== EXERCISE REQUIREMENTS ==
Show each line of the records in which the word "clicks" occurs.

Stored items:
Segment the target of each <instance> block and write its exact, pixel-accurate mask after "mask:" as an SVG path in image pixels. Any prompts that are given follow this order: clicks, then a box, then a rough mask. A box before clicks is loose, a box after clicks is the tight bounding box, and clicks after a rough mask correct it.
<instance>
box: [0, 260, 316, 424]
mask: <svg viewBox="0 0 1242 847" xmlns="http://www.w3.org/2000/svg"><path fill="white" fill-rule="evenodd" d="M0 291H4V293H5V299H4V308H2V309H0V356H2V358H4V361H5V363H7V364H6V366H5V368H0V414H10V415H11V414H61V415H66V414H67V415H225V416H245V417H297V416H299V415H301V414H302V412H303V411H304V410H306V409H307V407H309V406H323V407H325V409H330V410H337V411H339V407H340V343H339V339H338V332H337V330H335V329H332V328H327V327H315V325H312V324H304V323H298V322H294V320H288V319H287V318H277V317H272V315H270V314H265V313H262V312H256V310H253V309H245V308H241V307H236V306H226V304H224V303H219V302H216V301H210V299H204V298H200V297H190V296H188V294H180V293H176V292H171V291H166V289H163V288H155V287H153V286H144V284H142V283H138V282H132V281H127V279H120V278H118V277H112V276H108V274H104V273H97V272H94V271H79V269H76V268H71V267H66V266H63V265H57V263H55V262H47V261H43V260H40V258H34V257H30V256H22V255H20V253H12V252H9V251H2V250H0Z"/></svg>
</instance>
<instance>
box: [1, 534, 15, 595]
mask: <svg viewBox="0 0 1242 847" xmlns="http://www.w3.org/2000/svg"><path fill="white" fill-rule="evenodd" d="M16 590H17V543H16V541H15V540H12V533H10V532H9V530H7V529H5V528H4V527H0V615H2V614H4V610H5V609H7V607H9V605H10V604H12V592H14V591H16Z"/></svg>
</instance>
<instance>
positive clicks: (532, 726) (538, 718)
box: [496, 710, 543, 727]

== ANSWER TO THE PROBLEM ==
Segment the target of each <instance> block and write its exact, pixel-accurate mask after "mask:" as an SVG path in image pixels. Any prompts that are given follow this order: clicks, then a box, then a rough mask. A box before clicks is loose, a box after clicks is the tight bounding box, and clicks after a rough mask correct it.
positive clicks: (532, 726) (538, 718)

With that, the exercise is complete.